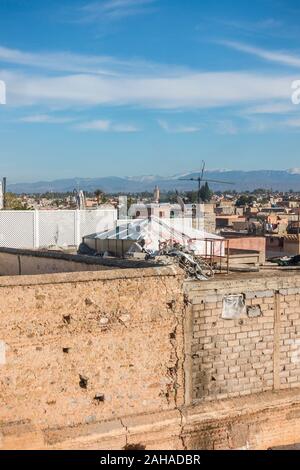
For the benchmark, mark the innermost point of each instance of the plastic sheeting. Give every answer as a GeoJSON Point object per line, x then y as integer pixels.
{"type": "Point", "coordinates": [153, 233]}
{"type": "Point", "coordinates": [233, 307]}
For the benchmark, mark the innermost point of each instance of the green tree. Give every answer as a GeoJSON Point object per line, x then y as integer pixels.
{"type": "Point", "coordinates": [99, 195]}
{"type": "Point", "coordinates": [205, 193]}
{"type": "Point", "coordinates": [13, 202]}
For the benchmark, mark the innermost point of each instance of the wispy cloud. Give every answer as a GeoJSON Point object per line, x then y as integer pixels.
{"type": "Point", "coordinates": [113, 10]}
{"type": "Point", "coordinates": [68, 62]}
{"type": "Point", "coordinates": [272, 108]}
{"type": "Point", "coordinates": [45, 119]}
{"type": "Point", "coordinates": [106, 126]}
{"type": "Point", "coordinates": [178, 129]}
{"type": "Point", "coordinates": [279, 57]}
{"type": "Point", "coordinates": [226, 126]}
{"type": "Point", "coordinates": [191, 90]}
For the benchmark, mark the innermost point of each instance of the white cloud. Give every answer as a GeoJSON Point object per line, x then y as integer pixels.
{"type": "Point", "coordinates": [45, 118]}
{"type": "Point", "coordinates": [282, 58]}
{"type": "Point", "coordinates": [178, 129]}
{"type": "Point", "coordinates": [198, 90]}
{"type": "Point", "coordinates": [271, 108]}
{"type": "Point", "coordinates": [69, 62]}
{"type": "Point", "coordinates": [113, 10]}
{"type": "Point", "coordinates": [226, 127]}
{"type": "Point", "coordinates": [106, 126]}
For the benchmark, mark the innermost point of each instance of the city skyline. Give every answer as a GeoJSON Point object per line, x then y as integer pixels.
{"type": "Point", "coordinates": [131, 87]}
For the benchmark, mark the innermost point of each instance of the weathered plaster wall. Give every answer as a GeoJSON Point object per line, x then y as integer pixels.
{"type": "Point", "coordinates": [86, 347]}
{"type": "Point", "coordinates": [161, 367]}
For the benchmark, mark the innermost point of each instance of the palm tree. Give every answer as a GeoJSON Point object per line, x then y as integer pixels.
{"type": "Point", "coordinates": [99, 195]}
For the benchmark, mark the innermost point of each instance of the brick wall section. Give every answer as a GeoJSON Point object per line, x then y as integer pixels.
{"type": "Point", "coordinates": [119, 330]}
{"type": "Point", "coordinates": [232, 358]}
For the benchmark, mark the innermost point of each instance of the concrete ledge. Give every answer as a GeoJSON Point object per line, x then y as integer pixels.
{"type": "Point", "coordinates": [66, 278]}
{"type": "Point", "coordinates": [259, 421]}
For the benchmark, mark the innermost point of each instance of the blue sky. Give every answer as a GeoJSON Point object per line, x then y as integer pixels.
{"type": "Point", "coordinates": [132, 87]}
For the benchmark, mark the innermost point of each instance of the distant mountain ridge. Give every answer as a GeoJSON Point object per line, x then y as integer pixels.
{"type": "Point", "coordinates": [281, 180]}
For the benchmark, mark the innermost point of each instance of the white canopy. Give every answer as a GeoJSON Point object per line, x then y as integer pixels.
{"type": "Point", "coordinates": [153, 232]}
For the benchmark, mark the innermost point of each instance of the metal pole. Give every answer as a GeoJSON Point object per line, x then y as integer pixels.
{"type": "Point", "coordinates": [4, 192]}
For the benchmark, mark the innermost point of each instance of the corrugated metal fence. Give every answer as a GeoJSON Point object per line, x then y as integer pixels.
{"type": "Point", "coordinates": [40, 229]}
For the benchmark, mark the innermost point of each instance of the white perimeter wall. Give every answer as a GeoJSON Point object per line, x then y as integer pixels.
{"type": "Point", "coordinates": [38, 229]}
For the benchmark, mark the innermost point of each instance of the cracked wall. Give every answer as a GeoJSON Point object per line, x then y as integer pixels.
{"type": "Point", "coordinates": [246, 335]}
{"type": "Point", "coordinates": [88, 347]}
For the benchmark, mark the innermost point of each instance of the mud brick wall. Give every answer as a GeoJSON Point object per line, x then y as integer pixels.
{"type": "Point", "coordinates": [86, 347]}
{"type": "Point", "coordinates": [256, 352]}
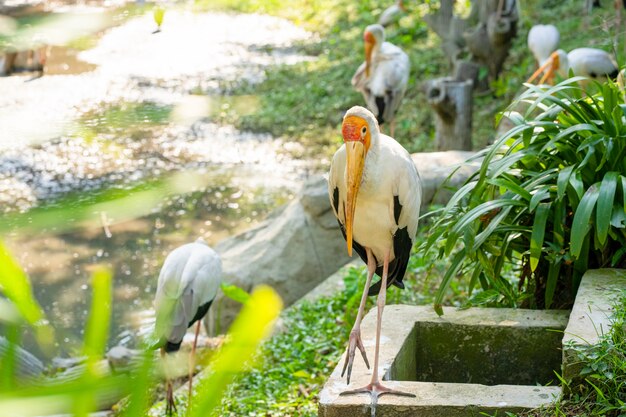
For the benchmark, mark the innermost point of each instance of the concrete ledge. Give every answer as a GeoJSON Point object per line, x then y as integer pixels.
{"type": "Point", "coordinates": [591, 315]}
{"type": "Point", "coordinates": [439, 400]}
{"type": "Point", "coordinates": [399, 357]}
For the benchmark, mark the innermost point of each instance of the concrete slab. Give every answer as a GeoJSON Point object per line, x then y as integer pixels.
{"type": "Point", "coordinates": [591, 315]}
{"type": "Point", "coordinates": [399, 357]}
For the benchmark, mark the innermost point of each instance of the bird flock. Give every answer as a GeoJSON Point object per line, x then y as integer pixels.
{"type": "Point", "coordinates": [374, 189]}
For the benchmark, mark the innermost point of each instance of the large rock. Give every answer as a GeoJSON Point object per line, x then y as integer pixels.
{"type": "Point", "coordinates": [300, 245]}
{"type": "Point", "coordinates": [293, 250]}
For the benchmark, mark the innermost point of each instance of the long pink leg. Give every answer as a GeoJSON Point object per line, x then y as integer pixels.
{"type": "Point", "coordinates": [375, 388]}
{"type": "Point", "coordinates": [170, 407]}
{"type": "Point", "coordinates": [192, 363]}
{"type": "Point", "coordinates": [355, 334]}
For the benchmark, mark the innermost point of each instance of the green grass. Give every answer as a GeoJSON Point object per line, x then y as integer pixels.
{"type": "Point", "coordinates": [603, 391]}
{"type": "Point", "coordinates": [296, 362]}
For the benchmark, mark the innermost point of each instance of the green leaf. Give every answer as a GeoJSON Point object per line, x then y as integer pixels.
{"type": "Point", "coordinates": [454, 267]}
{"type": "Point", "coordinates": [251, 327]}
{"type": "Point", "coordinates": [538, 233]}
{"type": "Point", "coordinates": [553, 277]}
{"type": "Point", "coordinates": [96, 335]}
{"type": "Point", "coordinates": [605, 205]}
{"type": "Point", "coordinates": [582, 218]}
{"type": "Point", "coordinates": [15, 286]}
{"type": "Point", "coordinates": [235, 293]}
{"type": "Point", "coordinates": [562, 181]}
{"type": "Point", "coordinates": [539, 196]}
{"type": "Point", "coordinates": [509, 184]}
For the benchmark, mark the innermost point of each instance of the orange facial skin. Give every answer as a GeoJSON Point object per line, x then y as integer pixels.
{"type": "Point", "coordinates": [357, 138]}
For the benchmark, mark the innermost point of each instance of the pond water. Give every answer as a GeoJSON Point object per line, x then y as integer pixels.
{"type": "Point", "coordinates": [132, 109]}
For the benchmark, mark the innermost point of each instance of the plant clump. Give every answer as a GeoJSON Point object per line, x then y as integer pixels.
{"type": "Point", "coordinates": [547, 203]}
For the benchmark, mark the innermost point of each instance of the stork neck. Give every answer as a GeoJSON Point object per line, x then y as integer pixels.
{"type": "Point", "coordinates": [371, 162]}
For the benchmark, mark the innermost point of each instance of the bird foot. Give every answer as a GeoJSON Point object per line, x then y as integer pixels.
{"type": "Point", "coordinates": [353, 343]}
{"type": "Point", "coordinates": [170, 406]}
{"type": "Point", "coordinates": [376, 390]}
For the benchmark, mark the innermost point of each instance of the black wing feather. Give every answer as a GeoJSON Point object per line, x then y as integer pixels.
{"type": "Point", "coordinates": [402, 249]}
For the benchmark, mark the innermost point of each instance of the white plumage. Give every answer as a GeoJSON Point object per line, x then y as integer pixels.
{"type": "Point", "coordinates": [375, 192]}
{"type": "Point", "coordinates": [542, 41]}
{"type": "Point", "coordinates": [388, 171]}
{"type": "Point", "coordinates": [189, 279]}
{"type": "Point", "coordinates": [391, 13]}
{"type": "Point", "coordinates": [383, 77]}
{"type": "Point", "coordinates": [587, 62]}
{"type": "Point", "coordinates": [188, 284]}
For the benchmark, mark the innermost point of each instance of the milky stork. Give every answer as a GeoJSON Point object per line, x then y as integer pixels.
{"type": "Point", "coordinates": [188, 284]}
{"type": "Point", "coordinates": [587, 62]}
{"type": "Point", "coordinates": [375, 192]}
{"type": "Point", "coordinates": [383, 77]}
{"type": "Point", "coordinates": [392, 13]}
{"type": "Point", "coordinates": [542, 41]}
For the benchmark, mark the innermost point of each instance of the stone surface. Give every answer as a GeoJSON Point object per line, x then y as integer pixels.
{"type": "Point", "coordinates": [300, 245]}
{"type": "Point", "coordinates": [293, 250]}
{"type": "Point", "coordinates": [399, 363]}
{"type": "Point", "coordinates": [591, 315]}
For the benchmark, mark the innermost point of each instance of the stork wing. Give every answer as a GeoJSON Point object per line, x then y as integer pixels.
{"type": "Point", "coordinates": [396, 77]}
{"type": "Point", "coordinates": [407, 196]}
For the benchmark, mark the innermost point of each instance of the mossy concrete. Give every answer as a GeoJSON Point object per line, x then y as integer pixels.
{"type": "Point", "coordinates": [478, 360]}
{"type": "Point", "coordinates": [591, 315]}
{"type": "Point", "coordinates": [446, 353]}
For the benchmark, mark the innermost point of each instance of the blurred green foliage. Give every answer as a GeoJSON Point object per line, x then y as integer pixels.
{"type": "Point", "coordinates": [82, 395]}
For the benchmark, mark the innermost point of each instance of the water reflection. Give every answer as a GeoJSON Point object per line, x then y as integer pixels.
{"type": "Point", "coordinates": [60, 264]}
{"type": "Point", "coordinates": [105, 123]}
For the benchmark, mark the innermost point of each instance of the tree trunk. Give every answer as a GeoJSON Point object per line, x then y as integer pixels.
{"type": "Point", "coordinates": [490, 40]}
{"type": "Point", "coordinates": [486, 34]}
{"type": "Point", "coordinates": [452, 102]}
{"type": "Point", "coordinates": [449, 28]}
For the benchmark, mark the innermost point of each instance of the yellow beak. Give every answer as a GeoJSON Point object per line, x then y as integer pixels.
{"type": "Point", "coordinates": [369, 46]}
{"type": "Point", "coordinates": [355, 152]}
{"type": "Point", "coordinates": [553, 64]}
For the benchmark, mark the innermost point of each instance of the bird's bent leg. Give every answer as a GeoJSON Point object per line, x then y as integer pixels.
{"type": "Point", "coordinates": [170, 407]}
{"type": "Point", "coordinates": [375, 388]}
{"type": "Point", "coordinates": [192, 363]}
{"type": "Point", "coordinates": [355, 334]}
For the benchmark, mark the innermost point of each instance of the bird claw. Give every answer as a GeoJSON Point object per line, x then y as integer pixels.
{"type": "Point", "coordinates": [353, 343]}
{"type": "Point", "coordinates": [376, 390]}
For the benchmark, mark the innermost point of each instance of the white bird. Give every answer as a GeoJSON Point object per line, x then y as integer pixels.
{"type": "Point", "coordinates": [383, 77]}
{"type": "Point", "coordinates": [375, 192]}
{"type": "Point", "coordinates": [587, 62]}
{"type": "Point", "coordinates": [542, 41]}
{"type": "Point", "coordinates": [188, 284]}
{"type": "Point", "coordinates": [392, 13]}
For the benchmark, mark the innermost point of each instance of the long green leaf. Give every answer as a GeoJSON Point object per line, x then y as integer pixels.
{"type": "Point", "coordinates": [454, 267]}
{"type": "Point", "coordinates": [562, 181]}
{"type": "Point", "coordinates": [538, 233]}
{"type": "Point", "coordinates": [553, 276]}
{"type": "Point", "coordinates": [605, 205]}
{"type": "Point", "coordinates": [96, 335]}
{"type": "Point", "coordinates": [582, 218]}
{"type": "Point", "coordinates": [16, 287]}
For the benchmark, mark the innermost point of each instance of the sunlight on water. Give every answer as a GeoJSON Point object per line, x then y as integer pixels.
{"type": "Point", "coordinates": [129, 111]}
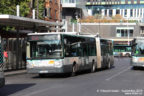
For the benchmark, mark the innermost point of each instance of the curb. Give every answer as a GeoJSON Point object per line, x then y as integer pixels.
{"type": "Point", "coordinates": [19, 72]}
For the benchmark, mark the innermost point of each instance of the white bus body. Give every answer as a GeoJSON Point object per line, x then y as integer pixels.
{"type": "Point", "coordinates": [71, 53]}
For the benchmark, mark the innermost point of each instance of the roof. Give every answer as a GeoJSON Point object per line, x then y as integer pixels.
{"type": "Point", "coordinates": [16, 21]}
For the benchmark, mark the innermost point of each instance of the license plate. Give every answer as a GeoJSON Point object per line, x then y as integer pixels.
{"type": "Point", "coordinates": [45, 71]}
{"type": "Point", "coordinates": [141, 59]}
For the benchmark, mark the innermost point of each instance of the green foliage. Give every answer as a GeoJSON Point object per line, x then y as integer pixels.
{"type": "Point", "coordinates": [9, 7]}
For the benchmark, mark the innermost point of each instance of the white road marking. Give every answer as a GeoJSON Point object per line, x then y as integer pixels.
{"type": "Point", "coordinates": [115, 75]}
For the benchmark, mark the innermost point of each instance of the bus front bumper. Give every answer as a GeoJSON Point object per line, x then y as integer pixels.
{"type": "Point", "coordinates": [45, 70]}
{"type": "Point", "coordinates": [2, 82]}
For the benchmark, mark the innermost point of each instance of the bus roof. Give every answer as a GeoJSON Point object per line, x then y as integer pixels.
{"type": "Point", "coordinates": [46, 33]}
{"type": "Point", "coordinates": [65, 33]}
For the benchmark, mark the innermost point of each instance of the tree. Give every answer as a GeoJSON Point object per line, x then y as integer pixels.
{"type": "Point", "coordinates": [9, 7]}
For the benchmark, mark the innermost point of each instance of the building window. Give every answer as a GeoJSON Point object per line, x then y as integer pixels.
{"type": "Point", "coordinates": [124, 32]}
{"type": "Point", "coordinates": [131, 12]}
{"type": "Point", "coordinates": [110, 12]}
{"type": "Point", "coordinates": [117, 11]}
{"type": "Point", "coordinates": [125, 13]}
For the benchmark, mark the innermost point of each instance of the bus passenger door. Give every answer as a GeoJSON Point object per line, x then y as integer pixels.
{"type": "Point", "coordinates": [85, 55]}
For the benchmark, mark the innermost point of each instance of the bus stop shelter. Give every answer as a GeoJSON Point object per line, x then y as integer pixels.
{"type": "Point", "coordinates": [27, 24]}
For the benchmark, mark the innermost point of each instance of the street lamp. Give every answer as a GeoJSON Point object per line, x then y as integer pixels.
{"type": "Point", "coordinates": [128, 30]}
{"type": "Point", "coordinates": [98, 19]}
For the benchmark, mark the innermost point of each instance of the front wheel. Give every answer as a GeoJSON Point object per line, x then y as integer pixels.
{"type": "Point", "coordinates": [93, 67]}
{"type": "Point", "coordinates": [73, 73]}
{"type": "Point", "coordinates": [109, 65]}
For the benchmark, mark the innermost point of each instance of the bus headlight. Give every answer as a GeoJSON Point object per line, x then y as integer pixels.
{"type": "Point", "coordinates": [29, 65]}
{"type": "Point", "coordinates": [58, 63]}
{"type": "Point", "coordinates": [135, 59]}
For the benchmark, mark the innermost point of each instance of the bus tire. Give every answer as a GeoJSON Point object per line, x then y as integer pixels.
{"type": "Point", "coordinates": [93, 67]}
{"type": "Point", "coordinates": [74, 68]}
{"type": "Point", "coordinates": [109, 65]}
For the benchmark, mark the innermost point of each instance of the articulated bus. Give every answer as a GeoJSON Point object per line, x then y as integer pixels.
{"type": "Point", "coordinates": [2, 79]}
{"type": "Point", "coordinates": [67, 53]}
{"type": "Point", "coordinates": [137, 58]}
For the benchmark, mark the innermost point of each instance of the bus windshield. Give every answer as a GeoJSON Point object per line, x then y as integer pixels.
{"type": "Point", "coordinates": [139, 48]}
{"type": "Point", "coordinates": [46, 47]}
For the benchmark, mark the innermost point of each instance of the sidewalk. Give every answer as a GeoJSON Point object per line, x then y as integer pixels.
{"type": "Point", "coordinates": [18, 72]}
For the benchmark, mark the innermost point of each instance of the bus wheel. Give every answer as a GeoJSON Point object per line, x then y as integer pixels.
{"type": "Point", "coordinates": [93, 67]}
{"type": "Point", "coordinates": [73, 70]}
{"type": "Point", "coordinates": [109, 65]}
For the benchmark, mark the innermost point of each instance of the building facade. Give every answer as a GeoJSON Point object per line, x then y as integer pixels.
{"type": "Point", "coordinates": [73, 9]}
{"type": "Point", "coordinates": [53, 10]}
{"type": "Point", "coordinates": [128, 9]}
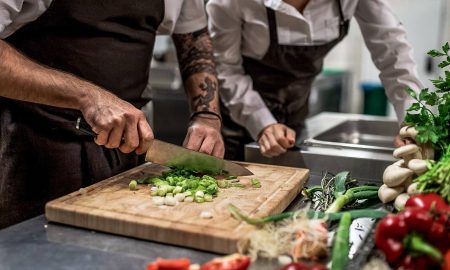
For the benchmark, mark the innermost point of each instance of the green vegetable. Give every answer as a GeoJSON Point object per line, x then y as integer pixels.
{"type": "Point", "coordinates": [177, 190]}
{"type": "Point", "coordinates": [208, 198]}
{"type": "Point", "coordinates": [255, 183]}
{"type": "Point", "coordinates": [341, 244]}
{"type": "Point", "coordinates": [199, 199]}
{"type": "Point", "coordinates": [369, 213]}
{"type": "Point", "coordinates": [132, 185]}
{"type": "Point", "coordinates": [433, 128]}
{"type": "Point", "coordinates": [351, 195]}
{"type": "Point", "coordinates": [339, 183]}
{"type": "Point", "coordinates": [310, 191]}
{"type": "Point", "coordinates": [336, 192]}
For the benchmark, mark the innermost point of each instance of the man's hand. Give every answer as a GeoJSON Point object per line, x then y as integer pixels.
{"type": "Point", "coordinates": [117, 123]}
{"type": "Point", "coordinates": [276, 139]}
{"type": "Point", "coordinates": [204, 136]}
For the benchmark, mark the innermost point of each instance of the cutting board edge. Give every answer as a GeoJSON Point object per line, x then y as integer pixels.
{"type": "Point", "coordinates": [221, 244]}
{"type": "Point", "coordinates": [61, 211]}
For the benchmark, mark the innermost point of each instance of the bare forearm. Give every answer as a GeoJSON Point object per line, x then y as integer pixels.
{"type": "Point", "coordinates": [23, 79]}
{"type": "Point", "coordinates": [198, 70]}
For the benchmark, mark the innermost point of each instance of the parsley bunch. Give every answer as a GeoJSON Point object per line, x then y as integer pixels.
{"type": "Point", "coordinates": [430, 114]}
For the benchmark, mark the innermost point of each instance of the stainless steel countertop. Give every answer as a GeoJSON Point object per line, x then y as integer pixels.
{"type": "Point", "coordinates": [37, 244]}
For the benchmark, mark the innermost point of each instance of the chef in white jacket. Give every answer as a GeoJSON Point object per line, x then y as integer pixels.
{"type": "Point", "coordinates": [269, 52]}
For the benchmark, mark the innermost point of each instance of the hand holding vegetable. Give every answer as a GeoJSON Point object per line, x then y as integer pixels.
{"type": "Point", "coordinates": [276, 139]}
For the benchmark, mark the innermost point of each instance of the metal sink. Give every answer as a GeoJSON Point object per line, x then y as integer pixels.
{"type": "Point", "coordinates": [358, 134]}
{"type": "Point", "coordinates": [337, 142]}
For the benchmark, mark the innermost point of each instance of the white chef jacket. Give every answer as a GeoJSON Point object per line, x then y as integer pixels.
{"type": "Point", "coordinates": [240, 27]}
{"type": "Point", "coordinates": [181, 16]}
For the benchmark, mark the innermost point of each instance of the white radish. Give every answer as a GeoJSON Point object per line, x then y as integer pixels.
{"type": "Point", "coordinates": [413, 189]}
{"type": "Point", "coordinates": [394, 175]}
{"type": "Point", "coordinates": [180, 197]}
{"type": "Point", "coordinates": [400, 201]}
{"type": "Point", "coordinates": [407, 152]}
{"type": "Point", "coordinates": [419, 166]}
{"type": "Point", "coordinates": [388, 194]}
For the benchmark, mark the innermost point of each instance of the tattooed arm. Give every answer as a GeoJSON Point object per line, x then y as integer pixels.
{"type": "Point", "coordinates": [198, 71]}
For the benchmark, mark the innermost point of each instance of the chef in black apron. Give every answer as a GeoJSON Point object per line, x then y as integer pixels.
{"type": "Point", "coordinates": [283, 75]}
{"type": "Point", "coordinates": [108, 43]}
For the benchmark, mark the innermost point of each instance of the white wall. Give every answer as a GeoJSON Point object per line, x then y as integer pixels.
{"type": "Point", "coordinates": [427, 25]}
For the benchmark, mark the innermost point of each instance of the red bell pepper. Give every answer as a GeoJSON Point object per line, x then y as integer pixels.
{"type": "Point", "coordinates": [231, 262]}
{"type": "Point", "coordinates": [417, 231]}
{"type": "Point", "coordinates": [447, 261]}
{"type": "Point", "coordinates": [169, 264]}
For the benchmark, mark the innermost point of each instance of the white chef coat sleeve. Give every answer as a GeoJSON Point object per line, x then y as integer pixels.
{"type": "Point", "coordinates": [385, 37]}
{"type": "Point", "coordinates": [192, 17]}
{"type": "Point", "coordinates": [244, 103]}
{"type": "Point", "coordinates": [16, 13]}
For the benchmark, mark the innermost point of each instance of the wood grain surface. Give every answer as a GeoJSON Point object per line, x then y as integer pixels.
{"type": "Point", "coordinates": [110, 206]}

**Instructions to follow:** Copy, character for character, the lines from the line that holds "of the tattooed" through the final line of the records above.

**Solution to the problem:**
For the benchmark, mark the innermost point of each instance of the tattooed arm. Give every answer as a GeoJSON Point object per line, x then y as integer pixels.
{"type": "Point", "coordinates": [198, 71]}
For the benchmark, mark the innermost point of each instance of the chef in black apron. Give every answer as a GeoJSON Point object per line, x then y as integer pixels.
{"type": "Point", "coordinates": [283, 75]}
{"type": "Point", "coordinates": [108, 43]}
For the benchmark, mark the innermost point of each instance of the white wall. Give every answer as a GeoJSON Point object per line, x then y as integer pixels.
{"type": "Point", "coordinates": [427, 25]}
For the benchmark, mark the innermost point of each instance of the red bell pepper. Give every answer as a GeoJSON Point object per line, x then y as integer pixels.
{"type": "Point", "coordinates": [231, 262]}
{"type": "Point", "coordinates": [417, 231]}
{"type": "Point", "coordinates": [447, 261]}
{"type": "Point", "coordinates": [169, 264]}
For the benchmark, mark the innermost point of each instance of the white chef coat sleeve. Give every answer as a GeoJSON Point object per line, x then y as integer pixels.
{"type": "Point", "coordinates": [385, 37]}
{"type": "Point", "coordinates": [192, 17]}
{"type": "Point", "coordinates": [244, 103]}
{"type": "Point", "coordinates": [16, 13]}
For the benchmark, mark the innermost point of each instance of the wood grain surface. Give every answer as a GeoJSON Point object per line, x then y as integer pixels.
{"type": "Point", "coordinates": [110, 206]}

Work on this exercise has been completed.